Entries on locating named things
--

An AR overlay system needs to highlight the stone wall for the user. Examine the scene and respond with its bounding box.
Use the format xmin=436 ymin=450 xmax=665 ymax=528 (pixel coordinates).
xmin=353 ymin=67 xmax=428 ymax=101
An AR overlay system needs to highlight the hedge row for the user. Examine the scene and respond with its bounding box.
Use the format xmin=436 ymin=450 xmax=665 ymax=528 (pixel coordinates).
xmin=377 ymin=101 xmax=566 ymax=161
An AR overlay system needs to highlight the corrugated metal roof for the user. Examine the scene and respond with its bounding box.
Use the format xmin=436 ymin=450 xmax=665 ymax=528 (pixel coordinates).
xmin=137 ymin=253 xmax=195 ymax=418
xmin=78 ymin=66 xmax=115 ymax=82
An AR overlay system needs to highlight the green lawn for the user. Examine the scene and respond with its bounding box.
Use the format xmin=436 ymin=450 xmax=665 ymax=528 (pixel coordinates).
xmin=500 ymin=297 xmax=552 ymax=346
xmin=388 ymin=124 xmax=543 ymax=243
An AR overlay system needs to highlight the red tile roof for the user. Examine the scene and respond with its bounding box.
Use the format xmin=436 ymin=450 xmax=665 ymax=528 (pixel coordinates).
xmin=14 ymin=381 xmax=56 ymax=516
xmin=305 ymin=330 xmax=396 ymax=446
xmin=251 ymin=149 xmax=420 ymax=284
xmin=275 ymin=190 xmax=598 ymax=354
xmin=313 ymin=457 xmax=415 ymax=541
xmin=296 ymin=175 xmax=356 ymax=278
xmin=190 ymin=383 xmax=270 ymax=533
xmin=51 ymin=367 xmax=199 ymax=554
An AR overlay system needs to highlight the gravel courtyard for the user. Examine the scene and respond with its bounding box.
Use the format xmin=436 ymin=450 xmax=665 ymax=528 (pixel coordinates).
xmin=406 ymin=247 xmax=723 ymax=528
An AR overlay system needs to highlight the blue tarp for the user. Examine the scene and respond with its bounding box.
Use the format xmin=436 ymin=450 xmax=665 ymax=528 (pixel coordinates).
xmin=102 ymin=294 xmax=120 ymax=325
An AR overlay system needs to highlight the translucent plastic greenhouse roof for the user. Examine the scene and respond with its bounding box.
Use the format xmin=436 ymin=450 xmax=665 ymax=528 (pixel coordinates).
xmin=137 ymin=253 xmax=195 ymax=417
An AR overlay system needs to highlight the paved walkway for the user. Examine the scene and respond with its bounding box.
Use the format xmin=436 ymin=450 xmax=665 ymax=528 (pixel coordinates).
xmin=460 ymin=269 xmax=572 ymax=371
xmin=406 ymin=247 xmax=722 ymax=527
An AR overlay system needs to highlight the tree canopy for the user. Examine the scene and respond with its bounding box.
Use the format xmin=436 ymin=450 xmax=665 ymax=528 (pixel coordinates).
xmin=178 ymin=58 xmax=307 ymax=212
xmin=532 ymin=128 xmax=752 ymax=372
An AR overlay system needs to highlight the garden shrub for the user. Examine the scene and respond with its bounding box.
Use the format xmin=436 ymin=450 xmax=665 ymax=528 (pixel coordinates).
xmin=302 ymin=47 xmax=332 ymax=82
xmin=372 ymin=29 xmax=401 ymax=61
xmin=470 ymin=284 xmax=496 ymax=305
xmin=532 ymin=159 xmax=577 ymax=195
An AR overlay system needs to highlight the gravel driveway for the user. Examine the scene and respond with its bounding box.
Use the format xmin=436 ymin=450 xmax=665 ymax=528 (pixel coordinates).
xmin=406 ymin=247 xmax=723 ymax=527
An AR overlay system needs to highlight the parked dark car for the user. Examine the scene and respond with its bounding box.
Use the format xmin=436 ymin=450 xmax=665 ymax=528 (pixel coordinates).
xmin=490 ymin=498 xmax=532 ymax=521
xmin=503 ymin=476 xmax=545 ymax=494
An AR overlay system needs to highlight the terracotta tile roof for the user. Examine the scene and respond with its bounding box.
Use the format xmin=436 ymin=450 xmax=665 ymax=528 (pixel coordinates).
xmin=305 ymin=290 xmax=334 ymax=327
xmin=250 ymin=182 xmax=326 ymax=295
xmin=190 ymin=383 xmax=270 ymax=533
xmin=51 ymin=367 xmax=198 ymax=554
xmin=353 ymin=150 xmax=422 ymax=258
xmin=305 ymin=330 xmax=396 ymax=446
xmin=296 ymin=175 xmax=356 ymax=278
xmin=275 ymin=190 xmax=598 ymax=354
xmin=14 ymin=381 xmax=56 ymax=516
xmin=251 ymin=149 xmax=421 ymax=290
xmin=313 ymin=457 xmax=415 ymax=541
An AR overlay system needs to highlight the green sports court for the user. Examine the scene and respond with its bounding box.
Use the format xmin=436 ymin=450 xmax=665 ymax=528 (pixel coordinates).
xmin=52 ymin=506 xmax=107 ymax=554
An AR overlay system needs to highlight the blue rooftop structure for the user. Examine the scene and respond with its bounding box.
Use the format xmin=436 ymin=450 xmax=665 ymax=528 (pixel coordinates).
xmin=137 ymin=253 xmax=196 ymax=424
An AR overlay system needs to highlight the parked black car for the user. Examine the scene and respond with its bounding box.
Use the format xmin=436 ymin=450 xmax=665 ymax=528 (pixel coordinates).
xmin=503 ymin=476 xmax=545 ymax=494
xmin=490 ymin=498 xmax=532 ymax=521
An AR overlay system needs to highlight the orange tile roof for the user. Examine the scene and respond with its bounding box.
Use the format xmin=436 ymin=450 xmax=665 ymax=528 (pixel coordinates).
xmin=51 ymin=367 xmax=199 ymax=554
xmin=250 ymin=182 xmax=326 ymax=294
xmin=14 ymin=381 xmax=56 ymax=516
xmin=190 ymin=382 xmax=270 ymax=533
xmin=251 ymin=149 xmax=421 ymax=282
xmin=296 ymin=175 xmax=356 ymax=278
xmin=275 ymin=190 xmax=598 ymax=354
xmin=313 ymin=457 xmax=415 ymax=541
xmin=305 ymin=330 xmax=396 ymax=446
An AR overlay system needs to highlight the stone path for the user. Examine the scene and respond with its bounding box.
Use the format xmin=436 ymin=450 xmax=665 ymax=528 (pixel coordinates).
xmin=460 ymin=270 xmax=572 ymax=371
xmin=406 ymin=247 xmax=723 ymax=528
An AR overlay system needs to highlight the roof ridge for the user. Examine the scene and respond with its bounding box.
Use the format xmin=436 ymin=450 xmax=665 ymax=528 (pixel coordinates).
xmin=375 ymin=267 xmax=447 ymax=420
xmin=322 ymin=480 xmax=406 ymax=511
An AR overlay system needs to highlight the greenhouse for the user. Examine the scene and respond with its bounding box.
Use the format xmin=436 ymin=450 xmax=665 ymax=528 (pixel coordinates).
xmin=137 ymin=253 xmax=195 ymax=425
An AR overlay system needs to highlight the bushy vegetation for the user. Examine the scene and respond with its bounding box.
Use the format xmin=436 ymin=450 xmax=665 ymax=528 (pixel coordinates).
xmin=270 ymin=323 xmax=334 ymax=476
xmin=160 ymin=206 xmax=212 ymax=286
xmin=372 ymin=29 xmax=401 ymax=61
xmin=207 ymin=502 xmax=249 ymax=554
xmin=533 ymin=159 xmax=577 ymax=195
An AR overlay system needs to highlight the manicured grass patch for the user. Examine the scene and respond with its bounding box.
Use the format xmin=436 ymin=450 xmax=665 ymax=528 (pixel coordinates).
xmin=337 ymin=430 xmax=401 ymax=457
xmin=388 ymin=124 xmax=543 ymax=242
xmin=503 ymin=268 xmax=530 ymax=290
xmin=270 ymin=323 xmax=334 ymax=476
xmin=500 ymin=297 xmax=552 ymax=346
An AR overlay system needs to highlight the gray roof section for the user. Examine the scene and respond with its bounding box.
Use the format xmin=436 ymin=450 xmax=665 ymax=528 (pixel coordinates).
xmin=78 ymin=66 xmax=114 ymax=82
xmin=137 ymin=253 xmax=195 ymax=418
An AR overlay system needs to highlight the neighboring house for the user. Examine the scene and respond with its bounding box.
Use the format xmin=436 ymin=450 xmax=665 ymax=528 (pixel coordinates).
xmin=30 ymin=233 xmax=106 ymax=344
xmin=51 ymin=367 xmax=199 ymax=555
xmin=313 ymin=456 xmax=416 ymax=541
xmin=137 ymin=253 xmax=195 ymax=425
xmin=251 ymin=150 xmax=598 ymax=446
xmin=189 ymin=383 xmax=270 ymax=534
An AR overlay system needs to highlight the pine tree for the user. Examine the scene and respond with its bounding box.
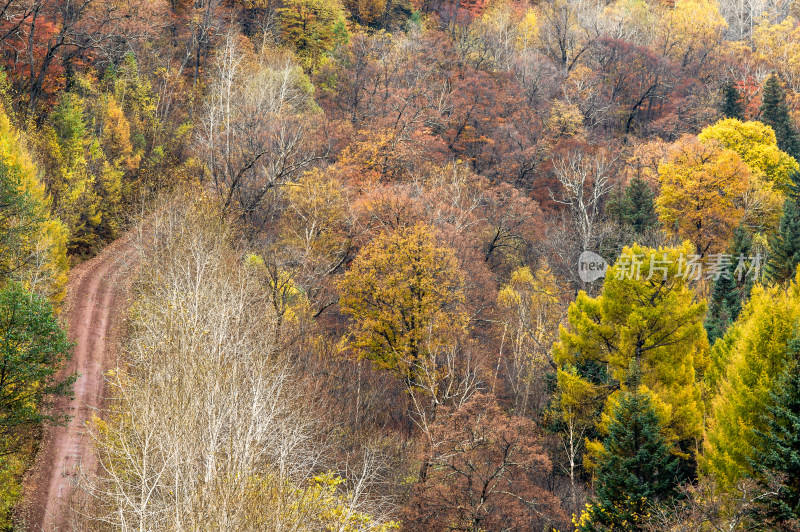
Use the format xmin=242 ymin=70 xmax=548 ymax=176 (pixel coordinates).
xmin=765 ymin=172 xmax=800 ymax=283
xmin=704 ymin=225 xmax=753 ymax=345
xmin=704 ymin=275 xmax=741 ymax=345
xmin=622 ymin=176 xmax=658 ymax=234
xmin=761 ymin=73 xmax=800 ymax=159
xmin=720 ymin=81 xmax=744 ymax=121
xmin=752 ymin=336 xmax=800 ymax=530
xmin=578 ymin=389 xmax=679 ymax=531
xmin=765 ymin=199 xmax=800 ymax=283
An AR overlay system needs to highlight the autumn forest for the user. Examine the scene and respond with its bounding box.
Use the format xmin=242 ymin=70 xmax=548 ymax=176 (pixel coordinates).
xmin=0 ymin=0 xmax=800 ymax=532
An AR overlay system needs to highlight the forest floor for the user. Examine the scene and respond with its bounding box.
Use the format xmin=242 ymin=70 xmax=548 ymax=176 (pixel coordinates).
xmin=17 ymin=230 xmax=137 ymax=532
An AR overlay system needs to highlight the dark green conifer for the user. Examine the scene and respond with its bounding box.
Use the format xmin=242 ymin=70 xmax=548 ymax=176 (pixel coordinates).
xmin=765 ymin=172 xmax=800 ymax=283
xmin=761 ymin=73 xmax=800 ymax=158
xmin=753 ymin=337 xmax=800 ymax=530
xmin=720 ymin=81 xmax=744 ymax=121
xmin=578 ymin=390 xmax=679 ymax=531
xmin=607 ymin=176 xmax=658 ymax=234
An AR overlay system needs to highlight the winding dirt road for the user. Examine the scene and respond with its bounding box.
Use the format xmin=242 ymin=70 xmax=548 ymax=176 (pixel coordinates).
xmin=18 ymin=231 xmax=136 ymax=532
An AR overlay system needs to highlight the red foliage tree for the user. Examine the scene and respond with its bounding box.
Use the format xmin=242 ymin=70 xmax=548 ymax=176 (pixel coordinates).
xmin=403 ymin=394 xmax=568 ymax=531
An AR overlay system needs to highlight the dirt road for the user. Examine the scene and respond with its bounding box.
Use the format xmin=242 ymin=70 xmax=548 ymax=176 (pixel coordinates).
xmin=19 ymin=233 xmax=136 ymax=532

--

» Your goal: Transcribe exactly the line containing "An AR overlay system needs to highlight the winding" and all remaining lines of the material, ending with the last one.

» Finished task:
An AR overlay system needs to highlight the winding dirt road for the user. Examine the scene and respond with its bounding box.
Use the format xmin=242 ymin=70 xmax=548 ymax=176 (pixel coordinates).
xmin=18 ymin=231 xmax=136 ymax=532
An AR overlay system needs to highlight the red foliage tree for the user. Examine the scene and respond with its bounding box.
Use the format xmin=242 ymin=70 xmax=548 ymax=176 (pixel coordinates).
xmin=403 ymin=394 xmax=568 ymax=531
An AR overlay system needs to highlight the dirt road for the user. Examine the scene and respond with its bounding box.
Use the format xmin=242 ymin=70 xmax=548 ymax=176 (pixel coordinates).
xmin=19 ymin=233 xmax=136 ymax=532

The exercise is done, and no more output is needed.